Source extract:
- - -
Perpetual Bond(en.wikipedia.org) |
Perpetual Bond(en.wikipedia.org) |
https://indroyc.com/2015/09/17/a-367-year-old-bond-still-pay...
It's written on goat skin and must be physically presented in the Netherlands to collect interest of 11.34 euros per year.
Yale University bought it in 2003 for 24,000 euros.
One part I don't understand:
According to its original terms, the bond would pay 5% interest in perpetuity, although the interest rate was reduced to 3.5% and then 2.5% during the 18th century.
How's that work? Did the bondholder agree to new terms or did the issuer just unilaterally "change" them?
The government can always unilaterally change the terms. That’s the defining feature of a government, the monopoly on the legitimate use of force. See when the US went off the gold standard [1].
[1] https://www.history.com/this-day-in-history/fdr-takes-united...
Per https://news.yale.edu/2015/09/22/living-artifact-dutch-golde...
The bonds were issued by the Hoogheemraadschap Lekdijk Bovendams, a water board composed of landowners and leading citizens that managed dikes, canals, and a 20-mile stretch of the lower Rhine in Holland called the Lek. (Stichtse Rijnlanden is a successor organization to Lekdijk Bovendams.)
That's the most fundamental difference between a democratic country and authoritarian & tyrannical regimes.
You can sue the US government in US courts and to some extent in international courts.
- - -
Records shown:
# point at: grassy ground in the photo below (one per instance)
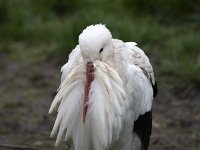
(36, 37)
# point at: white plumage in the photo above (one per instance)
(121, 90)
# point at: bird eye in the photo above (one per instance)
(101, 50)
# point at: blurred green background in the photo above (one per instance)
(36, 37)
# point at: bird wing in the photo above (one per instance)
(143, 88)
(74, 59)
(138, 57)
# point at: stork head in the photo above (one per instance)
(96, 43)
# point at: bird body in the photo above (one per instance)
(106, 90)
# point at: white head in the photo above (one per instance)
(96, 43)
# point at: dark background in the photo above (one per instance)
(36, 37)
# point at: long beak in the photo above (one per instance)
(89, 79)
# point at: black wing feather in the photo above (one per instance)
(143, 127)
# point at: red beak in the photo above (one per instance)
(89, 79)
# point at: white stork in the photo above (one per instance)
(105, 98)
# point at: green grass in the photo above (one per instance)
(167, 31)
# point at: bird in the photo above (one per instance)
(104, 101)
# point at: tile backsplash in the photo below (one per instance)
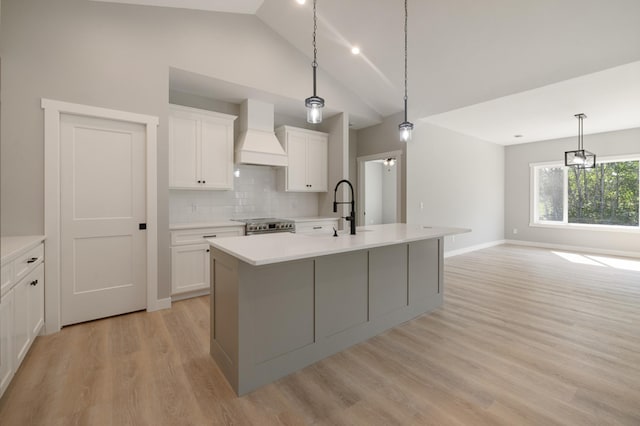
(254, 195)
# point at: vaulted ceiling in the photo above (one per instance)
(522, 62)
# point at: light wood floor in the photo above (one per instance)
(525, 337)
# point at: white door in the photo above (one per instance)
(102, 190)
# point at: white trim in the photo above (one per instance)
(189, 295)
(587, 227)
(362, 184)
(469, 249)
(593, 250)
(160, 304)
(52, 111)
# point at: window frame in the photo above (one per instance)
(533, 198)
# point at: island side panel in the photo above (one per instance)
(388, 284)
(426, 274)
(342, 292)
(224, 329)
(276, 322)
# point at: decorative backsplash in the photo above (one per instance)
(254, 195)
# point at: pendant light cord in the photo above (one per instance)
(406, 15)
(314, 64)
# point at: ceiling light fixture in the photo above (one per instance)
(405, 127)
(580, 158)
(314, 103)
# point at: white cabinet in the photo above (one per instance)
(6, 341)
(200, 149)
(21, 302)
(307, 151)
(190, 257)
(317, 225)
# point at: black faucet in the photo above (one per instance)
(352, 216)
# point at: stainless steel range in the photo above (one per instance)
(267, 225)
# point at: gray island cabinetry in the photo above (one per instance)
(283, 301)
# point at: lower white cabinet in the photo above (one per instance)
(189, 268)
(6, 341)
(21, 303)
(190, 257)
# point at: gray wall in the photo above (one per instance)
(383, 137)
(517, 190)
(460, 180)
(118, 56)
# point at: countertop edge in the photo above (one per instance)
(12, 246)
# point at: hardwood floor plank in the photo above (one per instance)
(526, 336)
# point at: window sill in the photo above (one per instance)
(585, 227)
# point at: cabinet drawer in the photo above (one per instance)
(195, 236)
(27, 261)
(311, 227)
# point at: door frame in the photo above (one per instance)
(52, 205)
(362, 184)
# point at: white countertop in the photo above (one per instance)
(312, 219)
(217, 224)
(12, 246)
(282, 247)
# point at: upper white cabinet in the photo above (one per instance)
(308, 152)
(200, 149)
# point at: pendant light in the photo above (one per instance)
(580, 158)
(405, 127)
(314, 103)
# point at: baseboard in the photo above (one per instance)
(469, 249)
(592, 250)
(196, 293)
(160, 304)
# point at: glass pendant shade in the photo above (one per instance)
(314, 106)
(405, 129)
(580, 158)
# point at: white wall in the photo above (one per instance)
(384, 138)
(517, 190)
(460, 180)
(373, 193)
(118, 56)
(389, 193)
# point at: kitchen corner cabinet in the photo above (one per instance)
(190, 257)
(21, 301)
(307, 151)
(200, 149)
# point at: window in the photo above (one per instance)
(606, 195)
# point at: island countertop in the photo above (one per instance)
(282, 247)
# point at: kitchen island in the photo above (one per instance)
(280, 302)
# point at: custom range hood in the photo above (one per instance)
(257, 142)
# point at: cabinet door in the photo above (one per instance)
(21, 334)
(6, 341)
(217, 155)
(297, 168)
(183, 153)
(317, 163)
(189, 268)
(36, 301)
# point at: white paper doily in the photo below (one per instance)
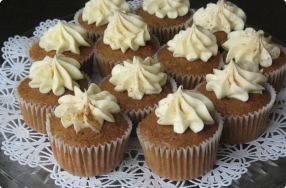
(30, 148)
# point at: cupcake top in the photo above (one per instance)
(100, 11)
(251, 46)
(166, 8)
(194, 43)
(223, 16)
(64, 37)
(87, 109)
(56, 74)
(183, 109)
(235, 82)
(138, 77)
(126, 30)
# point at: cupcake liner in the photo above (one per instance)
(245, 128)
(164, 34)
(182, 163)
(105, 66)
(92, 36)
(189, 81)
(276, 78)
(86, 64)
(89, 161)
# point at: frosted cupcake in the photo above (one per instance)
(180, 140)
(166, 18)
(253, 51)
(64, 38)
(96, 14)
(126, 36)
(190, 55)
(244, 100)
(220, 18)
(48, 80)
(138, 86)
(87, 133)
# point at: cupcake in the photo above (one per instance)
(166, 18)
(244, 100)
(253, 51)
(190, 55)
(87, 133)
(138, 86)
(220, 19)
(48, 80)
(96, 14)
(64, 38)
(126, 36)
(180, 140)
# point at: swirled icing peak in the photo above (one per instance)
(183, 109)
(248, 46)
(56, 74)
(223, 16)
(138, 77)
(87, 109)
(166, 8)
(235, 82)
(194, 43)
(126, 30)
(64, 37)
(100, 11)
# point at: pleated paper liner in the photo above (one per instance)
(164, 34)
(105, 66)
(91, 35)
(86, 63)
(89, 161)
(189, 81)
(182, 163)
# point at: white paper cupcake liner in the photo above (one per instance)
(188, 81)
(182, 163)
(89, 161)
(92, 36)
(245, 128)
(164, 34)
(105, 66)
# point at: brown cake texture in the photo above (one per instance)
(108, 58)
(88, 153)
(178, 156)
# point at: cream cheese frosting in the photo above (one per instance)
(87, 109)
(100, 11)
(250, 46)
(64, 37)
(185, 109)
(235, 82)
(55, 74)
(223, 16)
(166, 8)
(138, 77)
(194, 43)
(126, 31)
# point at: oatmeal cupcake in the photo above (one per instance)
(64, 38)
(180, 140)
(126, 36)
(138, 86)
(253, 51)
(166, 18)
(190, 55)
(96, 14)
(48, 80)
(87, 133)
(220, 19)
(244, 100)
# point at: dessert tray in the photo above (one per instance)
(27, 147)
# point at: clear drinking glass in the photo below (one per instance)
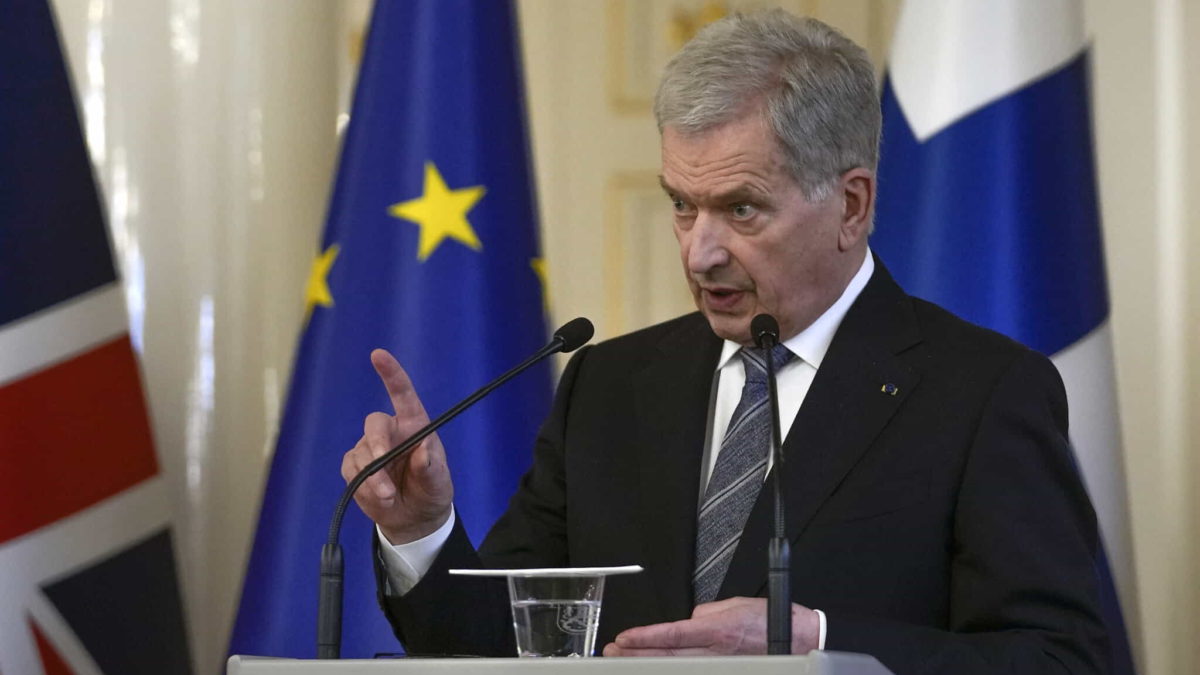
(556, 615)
- - -
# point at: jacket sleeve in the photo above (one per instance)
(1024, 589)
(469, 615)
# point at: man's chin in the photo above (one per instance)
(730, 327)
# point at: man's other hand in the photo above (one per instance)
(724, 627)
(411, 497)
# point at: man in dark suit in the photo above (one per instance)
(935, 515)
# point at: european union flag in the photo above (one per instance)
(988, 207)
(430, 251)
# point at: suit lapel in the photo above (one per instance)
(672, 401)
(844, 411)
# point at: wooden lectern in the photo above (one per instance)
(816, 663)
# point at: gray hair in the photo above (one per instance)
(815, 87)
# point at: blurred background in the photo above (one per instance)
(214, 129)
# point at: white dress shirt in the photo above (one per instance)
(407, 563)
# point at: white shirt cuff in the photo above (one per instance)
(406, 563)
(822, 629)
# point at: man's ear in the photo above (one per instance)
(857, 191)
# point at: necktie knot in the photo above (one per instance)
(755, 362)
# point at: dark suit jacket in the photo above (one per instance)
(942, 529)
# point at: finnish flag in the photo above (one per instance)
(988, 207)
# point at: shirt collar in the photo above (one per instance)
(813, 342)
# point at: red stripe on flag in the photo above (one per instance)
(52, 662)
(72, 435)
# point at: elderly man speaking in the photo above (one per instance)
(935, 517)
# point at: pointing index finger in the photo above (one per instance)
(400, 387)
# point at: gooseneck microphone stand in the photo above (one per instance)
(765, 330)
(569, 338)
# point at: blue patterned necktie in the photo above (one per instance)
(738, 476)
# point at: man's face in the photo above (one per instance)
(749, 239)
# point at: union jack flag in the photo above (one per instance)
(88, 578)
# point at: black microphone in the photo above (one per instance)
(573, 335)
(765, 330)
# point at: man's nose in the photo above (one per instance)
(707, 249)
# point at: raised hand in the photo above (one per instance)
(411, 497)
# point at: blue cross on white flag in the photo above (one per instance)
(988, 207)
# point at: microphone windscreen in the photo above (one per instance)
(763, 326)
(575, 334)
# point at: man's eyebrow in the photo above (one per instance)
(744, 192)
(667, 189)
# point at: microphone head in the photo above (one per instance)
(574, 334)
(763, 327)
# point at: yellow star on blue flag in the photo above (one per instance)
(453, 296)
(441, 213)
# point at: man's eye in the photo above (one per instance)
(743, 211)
- - -
Exercise aim:
Answer these about the perpetual bond discussion:
1. What is the bond written on?
2. Who bought the bond, in what year, and for how much?
3. What did the water board that issued the bonds manage?
The records have nothing to do with this.

Full solution:
1. Goat skin.
2. Yale University bought it in 2003 for 24,000 euros.
3. Dikes, canals, and a 20-mile stretch of the lower Rhine in Holland called the Lek.